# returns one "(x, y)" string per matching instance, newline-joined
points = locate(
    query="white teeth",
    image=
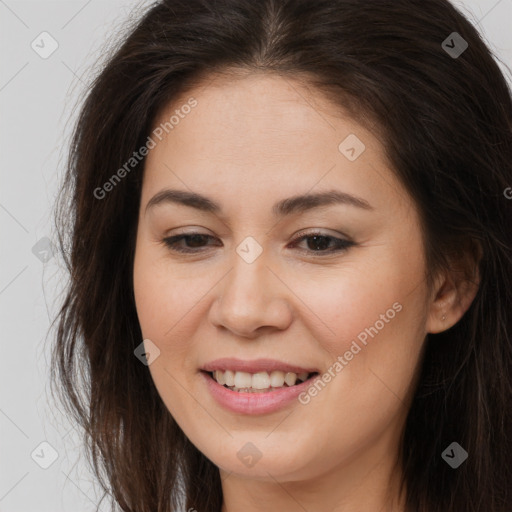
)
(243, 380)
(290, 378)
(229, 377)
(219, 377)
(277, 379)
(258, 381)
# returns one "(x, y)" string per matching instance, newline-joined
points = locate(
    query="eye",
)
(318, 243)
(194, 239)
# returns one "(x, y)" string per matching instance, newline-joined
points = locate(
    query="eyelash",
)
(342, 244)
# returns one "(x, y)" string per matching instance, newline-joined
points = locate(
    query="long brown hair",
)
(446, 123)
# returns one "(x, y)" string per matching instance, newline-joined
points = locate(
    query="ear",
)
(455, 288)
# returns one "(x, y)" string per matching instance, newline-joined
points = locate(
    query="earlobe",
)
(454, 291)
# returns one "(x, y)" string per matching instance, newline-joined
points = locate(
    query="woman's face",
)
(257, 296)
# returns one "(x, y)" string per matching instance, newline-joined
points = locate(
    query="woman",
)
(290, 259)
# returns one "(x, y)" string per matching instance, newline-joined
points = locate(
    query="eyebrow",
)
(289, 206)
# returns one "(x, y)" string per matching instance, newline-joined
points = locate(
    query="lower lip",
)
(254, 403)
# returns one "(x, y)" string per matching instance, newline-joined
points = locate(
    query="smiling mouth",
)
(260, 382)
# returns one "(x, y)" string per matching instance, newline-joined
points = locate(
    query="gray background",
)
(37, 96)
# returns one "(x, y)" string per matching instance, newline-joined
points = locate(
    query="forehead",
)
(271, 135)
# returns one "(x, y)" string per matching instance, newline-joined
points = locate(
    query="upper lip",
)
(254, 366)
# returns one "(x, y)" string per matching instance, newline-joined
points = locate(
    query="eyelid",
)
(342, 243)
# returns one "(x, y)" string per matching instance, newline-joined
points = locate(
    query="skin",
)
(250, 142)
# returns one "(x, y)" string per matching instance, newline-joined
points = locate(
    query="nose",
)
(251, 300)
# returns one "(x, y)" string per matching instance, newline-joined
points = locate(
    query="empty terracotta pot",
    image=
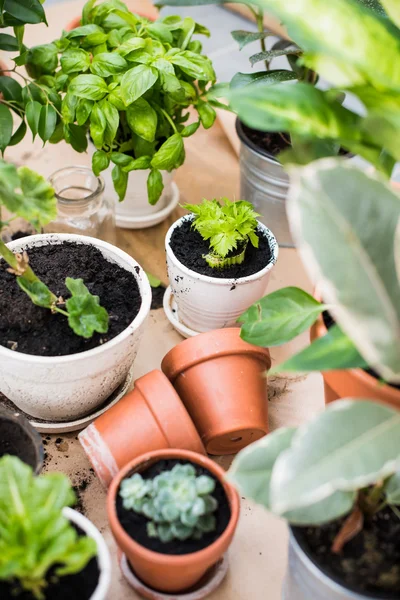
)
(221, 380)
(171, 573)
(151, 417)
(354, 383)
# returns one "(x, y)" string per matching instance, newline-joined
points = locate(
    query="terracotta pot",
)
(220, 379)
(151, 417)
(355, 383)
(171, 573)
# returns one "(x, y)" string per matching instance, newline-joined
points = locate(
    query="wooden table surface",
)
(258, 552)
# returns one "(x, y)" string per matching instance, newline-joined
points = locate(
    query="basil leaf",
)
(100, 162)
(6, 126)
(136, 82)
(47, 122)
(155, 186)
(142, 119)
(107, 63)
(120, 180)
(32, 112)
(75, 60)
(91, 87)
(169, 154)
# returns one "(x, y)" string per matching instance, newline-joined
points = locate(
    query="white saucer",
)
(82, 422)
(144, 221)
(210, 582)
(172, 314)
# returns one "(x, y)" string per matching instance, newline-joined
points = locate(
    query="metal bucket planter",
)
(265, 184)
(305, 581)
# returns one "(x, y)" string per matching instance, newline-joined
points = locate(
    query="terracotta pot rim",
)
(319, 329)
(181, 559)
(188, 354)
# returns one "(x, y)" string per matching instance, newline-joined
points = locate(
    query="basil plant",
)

---+---

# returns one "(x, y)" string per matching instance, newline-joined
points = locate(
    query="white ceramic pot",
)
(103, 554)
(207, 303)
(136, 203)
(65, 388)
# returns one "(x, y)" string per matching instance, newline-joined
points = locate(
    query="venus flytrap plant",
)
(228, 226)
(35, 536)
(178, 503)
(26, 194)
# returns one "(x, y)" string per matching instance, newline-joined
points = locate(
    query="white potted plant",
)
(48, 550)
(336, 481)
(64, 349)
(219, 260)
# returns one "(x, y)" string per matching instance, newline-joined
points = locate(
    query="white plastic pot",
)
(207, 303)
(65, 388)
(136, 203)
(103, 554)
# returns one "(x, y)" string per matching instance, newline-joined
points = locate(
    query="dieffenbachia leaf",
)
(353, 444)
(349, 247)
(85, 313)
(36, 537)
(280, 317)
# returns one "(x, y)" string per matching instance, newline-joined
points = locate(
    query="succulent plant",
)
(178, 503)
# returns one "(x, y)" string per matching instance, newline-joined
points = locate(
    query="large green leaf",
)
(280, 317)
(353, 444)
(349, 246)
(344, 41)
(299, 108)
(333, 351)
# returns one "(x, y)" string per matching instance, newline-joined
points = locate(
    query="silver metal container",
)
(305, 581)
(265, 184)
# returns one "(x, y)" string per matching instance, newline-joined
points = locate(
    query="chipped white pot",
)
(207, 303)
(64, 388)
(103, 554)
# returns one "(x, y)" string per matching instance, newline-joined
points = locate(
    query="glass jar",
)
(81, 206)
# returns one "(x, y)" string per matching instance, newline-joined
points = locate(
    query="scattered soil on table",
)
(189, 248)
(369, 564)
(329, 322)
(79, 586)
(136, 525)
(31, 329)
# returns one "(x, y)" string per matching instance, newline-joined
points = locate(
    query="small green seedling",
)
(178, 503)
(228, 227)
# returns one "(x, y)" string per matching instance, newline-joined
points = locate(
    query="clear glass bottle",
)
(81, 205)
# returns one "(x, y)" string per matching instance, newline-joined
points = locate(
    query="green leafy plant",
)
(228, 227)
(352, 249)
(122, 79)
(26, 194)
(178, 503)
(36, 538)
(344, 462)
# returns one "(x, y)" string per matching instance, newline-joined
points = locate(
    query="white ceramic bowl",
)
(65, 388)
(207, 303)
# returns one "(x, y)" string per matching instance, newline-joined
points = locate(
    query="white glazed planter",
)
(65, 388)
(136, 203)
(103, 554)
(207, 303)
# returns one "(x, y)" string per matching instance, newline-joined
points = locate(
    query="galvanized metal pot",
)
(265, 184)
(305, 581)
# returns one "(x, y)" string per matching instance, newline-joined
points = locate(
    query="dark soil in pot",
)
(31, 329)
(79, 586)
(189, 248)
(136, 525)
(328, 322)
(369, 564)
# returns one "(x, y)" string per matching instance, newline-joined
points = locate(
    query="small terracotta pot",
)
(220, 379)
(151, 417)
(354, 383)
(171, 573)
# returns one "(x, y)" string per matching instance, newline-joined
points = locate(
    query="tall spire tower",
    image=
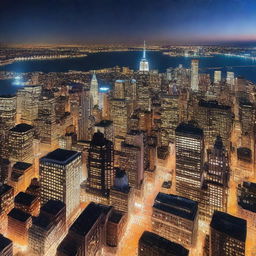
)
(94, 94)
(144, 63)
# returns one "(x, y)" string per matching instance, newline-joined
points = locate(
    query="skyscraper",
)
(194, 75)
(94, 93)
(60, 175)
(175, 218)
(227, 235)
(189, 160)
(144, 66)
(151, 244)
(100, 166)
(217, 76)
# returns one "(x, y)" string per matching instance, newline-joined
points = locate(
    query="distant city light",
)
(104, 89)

---+---

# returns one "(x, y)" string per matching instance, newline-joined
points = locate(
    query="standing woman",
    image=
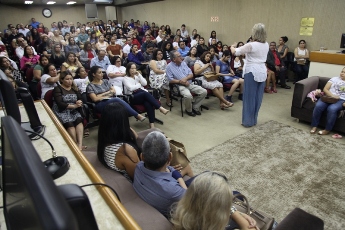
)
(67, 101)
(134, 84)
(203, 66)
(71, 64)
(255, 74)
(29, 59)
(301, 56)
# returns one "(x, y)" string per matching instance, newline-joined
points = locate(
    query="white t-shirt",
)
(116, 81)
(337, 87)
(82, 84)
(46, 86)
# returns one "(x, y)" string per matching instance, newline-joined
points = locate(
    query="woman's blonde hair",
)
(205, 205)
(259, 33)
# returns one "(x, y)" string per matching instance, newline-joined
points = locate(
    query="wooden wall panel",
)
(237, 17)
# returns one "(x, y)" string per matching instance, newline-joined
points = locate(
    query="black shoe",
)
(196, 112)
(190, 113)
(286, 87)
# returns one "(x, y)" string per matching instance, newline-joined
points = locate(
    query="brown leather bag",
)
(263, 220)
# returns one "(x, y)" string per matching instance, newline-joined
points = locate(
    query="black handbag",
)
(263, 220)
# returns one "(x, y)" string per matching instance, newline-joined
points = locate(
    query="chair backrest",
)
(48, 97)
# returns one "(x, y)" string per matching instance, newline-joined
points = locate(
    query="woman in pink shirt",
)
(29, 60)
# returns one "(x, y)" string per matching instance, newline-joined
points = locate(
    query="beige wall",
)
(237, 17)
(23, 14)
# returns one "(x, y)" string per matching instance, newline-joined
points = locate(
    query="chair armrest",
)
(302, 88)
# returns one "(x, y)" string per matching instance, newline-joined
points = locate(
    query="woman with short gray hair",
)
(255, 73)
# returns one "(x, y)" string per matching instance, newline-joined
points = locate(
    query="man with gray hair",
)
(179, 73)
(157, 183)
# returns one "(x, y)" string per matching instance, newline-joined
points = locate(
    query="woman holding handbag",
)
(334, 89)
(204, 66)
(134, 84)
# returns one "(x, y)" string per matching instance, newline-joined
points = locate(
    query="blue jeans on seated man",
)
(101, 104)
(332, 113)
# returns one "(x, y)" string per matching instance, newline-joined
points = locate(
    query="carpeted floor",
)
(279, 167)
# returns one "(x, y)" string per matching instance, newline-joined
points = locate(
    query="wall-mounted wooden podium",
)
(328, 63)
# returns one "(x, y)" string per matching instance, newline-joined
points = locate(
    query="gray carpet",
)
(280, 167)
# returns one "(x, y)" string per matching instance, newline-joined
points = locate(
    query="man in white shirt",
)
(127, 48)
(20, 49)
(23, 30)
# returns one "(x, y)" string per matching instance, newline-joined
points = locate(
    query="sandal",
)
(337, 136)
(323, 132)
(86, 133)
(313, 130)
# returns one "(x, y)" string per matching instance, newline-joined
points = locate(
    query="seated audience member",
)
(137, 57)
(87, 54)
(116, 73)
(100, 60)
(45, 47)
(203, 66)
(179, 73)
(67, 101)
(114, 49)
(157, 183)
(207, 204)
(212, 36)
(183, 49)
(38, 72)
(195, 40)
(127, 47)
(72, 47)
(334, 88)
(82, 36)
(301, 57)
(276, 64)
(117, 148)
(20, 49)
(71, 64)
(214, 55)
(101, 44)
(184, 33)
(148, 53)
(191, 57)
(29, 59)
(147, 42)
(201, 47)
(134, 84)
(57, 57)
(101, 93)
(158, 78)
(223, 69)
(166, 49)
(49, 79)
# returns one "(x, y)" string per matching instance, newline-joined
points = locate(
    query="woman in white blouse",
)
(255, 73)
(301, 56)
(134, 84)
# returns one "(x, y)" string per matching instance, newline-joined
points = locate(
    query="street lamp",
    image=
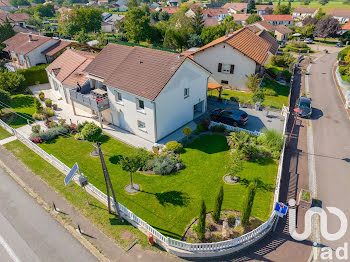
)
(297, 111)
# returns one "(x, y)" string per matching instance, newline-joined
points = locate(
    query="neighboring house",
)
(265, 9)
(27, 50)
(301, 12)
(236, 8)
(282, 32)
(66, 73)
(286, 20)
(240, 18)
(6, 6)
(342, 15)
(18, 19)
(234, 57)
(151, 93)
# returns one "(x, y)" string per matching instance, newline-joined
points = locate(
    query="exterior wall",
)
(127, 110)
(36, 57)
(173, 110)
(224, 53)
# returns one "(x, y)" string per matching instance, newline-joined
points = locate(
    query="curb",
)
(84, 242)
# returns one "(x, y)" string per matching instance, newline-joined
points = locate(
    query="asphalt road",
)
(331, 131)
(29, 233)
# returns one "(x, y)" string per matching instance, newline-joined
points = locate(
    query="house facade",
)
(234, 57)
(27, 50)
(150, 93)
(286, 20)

---+---

_Given exercise_
Report how many lines in the items above contain the string "chair", counting only matches with identical case. Give the number alone.

_Response_
2